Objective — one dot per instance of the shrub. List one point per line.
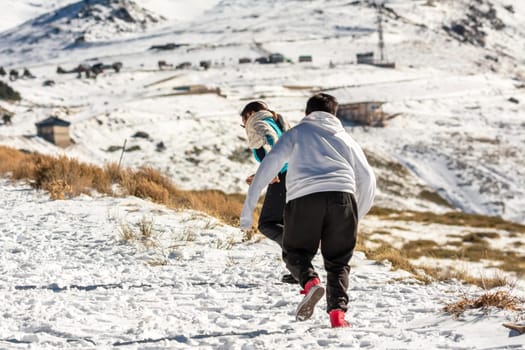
(7, 93)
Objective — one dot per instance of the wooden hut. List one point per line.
(6, 116)
(365, 113)
(54, 130)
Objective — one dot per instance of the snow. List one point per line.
(68, 280)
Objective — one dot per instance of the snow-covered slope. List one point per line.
(458, 90)
(78, 24)
(70, 281)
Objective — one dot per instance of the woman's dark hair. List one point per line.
(322, 103)
(254, 106)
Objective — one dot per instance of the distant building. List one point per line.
(305, 58)
(276, 58)
(365, 58)
(262, 60)
(6, 116)
(365, 113)
(54, 130)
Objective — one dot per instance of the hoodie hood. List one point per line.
(324, 120)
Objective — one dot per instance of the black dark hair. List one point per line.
(254, 106)
(322, 103)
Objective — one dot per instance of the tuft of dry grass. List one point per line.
(64, 177)
(500, 299)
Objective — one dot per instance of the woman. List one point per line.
(263, 128)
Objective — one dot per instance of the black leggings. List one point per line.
(271, 221)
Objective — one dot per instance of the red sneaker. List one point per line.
(313, 292)
(337, 318)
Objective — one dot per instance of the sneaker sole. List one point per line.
(306, 308)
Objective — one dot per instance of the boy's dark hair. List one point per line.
(254, 106)
(322, 103)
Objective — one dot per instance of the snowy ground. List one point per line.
(68, 281)
(460, 106)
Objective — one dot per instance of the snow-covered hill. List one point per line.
(78, 24)
(69, 280)
(458, 93)
(460, 100)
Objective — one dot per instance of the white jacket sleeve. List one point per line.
(268, 169)
(365, 182)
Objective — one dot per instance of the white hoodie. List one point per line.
(321, 157)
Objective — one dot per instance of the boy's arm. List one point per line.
(365, 182)
(268, 169)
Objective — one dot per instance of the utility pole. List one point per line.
(380, 32)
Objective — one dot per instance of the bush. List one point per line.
(7, 93)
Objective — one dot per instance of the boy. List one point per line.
(330, 186)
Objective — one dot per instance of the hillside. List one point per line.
(110, 268)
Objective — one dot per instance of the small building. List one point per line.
(6, 116)
(305, 58)
(54, 130)
(276, 58)
(262, 60)
(365, 58)
(364, 113)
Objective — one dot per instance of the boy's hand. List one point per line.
(275, 180)
(249, 179)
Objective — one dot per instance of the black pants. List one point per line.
(271, 221)
(329, 219)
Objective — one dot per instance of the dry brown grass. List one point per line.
(401, 260)
(64, 177)
(499, 299)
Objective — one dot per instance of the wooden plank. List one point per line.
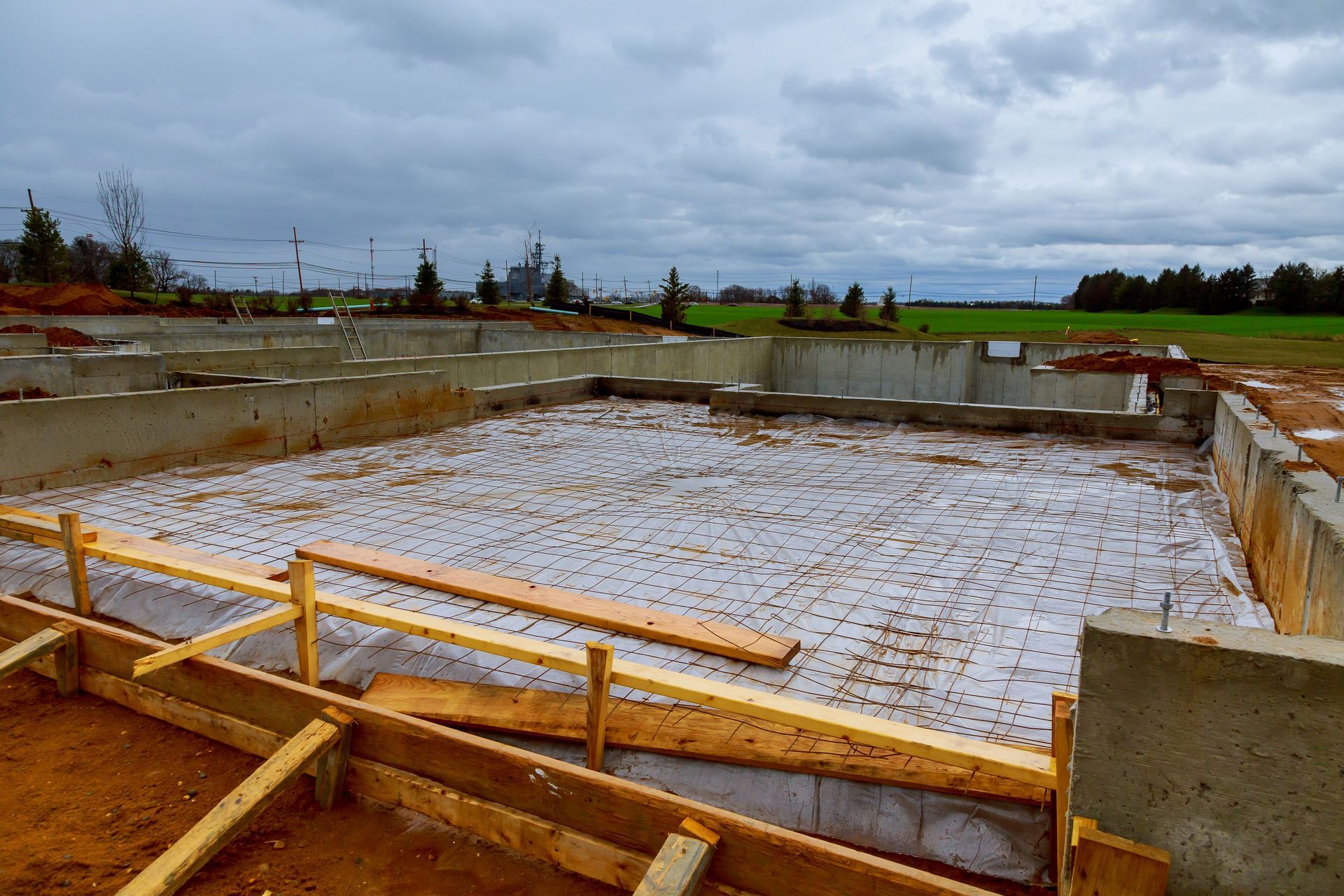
(598, 691)
(955, 750)
(1110, 865)
(654, 625)
(680, 729)
(169, 872)
(65, 660)
(39, 526)
(73, 542)
(678, 869)
(755, 856)
(211, 640)
(33, 648)
(302, 592)
(331, 767)
(1062, 747)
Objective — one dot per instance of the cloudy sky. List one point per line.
(969, 144)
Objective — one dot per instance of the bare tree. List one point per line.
(124, 210)
(163, 270)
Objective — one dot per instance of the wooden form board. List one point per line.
(964, 752)
(643, 622)
(682, 731)
(603, 816)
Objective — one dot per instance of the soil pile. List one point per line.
(57, 336)
(1100, 337)
(65, 298)
(1129, 363)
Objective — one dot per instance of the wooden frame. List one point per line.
(593, 824)
(953, 750)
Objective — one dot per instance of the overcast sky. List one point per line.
(969, 144)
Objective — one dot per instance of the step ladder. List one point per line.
(347, 326)
(242, 311)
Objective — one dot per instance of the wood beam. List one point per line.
(211, 640)
(764, 859)
(302, 593)
(598, 691)
(1109, 865)
(680, 729)
(169, 872)
(615, 615)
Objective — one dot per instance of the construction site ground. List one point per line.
(97, 792)
(1307, 402)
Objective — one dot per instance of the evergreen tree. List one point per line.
(673, 298)
(488, 288)
(794, 298)
(428, 285)
(889, 312)
(556, 288)
(42, 251)
(853, 304)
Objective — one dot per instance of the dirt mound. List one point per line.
(1100, 337)
(1129, 363)
(65, 298)
(58, 336)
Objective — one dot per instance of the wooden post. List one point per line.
(1107, 864)
(169, 872)
(67, 660)
(331, 767)
(1062, 747)
(680, 865)
(302, 593)
(71, 536)
(600, 687)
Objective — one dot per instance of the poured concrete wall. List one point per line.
(83, 374)
(1291, 527)
(1219, 745)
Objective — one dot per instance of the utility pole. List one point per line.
(298, 264)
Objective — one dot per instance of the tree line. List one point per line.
(1292, 289)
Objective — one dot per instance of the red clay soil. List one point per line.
(1100, 337)
(1307, 403)
(96, 792)
(33, 391)
(1128, 363)
(58, 336)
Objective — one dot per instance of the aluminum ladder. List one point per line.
(347, 326)
(242, 311)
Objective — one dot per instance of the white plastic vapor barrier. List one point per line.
(933, 577)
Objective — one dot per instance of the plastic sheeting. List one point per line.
(933, 577)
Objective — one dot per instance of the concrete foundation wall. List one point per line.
(1219, 745)
(1291, 527)
(83, 374)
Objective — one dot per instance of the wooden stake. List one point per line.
(302, 592)
(331, 767)
(1062, 747)
(67, 660)
(600, 687)
(73, 539)
(171, 871)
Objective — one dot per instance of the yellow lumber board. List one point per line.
(171, 871)
(678, 869)
(1110, 865)
(682, 731)
(955, 750)
(615, 615)
(223, 634)
(39, 526)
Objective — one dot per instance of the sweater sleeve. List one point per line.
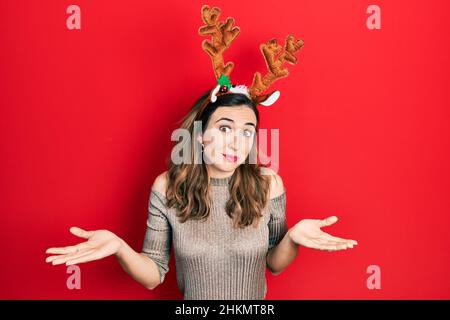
(277, 223)
(158, 236)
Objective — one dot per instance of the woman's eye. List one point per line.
(248, 133)
(225, 129)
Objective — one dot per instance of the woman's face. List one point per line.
(229, 137)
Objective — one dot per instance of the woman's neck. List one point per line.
(217, 174)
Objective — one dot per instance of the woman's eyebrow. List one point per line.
(231, 120)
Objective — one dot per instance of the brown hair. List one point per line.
(187, 188)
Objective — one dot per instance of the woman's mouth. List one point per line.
(230, 158)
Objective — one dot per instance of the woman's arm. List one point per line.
(101, 244)
(140, 267)
(280, 256)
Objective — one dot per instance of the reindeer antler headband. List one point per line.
(222, 36)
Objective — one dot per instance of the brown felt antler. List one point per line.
(222, 35)
(274, 65)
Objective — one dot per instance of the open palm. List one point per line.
(99, 244)
(307, 233)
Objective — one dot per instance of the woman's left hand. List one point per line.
(308, 234)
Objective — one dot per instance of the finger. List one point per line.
(68, 249)
(87, 258)
(81, 232)
(76, 256)
(62, 256)
(328, 221)
(337, 239)
(325, 241)
(328, 247)
(62, 250)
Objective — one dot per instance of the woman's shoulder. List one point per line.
(160, 183)
(276, 183)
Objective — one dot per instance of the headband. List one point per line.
(222, 36)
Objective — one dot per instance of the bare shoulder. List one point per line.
(276, 183)
(160, 183)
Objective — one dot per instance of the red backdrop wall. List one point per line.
(86, 119)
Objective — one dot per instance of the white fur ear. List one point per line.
(271, 99)
(213, 94)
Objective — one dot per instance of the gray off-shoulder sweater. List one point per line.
(214, 260)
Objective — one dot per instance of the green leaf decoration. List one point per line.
(224, 81)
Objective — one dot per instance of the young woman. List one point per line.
(224, 216)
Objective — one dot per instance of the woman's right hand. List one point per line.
(99, 244)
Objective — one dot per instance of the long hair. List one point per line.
(187, 188)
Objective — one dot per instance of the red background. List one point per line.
(86, 118)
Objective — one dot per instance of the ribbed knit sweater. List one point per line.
(213, 260)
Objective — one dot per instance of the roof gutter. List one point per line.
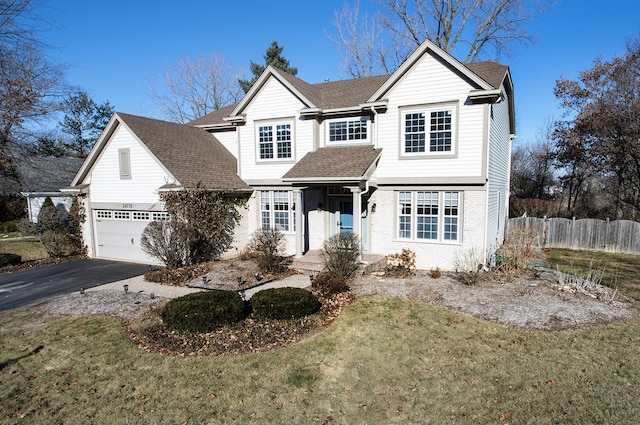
(328, 112)
(485, 96)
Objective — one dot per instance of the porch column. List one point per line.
(299, 223)
(357, 208)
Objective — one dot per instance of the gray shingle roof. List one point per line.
(346, 93)
(192, 155)
(492, 72)
(215, 117)
(349, 163)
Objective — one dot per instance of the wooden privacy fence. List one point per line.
(589, 234)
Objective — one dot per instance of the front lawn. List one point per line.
(383, 361)
(620, 270)
(28, 249)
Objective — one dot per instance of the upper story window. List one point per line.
(274, 141)
(348, 130)
(429, 131)
(124, 163)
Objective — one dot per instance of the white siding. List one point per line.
(274, 103)
(431, 82)
(146, 174)
(498, 172)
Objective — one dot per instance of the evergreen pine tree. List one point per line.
(273, 56)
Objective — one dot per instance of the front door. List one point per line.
(345, 218)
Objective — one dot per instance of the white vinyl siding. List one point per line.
(429, 216)
(274, 104)
(431, 86)
(274, 141)
(142, 187)
(498, 170)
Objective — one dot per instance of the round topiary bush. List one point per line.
(203, 311)
(9, 259)
(284, 303)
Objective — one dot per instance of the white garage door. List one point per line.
(118, 234)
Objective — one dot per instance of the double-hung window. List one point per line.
(429, 215)
(348, 130)
(277, 210)
(428, 131)
(274, 141)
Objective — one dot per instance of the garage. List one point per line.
(118, 232)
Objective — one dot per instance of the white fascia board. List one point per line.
(486, 96)
(363, 107)
(324, 179)
(428, 45)
(218, 126)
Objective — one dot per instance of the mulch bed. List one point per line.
(249, 336)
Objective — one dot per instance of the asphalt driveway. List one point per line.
(29, 286)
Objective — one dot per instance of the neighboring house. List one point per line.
(418, 159)
(43, 177)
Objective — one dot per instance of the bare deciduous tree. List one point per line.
(468, 29)
(195, 87)
(604, 132)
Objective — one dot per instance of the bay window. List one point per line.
(277, 210)
(429, 215)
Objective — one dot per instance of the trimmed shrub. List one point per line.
(9, 259)
(9, 226)
(265, 247)
(168, 241)
(436, 273)
(328, 283)
(284, 303)
(203, 311)
(340, 254)
(401, 264)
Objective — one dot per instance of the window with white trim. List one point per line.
(348, 130)
(428, 131)
(122, 215)
(429, 215)
(277, 210)
(141, 215)
(274, 141)
(103, 214)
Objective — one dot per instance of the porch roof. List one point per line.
(350, 163)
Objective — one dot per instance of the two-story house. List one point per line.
(418, 159)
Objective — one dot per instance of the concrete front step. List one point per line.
(314, 264)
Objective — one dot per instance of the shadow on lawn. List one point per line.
(9, 362)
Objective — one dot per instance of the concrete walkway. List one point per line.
(139, 285)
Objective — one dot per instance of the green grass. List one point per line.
(28, 249)
(620, 270)
(383, 361)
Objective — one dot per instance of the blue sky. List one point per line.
(115, 48)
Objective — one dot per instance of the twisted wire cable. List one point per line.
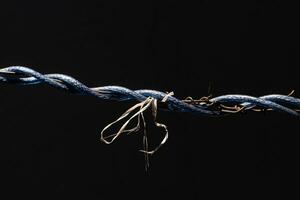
(145, 98)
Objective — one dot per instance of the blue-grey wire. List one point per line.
(276, 102)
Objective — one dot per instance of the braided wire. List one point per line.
(206, 106)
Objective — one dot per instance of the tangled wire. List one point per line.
(156, 100)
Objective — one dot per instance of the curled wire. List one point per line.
(156, 100)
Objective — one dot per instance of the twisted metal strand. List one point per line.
(206, 106)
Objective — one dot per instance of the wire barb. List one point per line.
(156, 100)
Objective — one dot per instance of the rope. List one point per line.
(156, 100)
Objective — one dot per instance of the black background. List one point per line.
(50, 140)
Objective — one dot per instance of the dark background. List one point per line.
(50, 140)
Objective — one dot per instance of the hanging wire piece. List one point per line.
(156, 100)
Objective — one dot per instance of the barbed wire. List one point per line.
(156, 100)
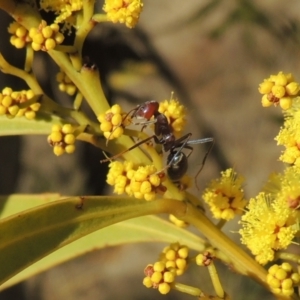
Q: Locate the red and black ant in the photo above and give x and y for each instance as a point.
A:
(177, 161)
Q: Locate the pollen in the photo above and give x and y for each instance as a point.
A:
(225, 196)
(159, 276)
(280, 89)
(16, 104)
(19, 35)
(282, 280)
(175, 256)
(267, 226)
(137, 182)
(62, 139)
(123, 11)
(289, 137)
(112, 122)
(45, 37)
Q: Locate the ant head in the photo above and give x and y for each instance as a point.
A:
(147, 110)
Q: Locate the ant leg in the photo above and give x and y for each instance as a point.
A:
(180, 144)
(129, 149)
(212, 141)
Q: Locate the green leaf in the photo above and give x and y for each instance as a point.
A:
(19, 126)
(30, 235)
(142, 229)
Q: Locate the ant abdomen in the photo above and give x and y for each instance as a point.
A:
(178, 166)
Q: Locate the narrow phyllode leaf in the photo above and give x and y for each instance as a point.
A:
(19, 126)
(29, 235)
(142, 229)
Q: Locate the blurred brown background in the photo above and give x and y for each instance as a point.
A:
(213, 55)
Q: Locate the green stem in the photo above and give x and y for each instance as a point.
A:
(215, 280)
(183, 288)
(288, 256)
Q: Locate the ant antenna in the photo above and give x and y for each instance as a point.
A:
(206, 140)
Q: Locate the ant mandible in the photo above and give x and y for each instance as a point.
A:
(177, 160)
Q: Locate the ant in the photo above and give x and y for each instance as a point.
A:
(177, 161)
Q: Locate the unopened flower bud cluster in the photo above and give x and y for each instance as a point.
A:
(62, 9)
(62, 139)
(282, 279)
(206, 258)
(45, 37)
(10, 102)
(20, 36)
(159, 276)
(113, 121)
(175, 256)
(65, 84)
(141, 182)
(279, 89)
(225, 196)
(123, 11)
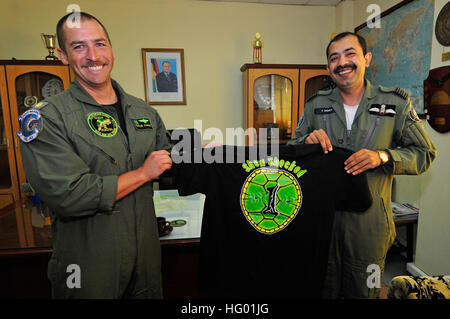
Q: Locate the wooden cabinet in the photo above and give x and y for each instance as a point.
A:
(22, 85)
(275, 95)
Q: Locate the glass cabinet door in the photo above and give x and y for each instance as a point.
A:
(30, 89)
(11, 221)
(316, 83)
(273, 105)
(33, 87)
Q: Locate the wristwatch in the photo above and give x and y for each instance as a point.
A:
(384, 157)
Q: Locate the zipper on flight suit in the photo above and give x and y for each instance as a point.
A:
(326, 118)
(371, 132)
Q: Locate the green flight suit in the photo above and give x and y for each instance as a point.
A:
(385, 120)
(74, 168)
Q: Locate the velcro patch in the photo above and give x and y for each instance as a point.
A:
(142, 124)
(382, 109)
(30, 125)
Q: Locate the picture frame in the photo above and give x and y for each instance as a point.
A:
(164, 76)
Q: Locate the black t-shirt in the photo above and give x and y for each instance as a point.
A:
(267, 221)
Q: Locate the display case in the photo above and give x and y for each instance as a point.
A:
(22, 85)
(275, 95)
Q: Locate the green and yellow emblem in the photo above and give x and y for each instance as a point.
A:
(102, 124)
(271, 197)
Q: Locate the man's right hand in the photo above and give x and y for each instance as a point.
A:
(156, 163)
(320, 137)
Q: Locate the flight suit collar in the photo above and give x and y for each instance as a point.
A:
(369, 92)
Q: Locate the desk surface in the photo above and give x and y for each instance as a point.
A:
(167, 204)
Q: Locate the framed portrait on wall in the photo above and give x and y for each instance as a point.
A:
(164, 76)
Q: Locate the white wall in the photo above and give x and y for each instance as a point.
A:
(433, 233)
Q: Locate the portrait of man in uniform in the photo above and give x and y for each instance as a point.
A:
(166, 81)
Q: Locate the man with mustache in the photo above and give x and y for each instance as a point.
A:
(380, 125)
(92, 163)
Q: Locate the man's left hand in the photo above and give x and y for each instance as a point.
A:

....

- Exercise goal -
From the line with "Q: Locate the man's right" through the last line of the records, set down every line exactly as written and leave out all others.

- Answer section -
Q: Locate the man's right hand in the photo above and give x and y for each instance as a point.
A:
(156, 163)
(320, 137)
Q: Locate the flight suit collar in the photo above and give x and y for each instance as a point.
A:
(369, 92)
Q: Locate the desk surface in the photo above and give x and y for each instance as a point.
A:
(167, 204)
Q: Locate the framed portrait on wall in the photo above and give x and y for each instance as a point.
A:
(164, 76)
Q: Locate the white wall in the photo above and give x and y for each instance as a point.
A:
(433, 233)
Q: Locate the portrait of man in uniform in the photo above and give x and y for each instance as a point.
A:
(166, 81)
Q: Locate the man with mustache in the photo above and give x and y for each instance as a point.
A:
(380, 125)
(92, 163)
Q: Locate the man's left hand in the photo above and give x and y for each instance as a point.
A:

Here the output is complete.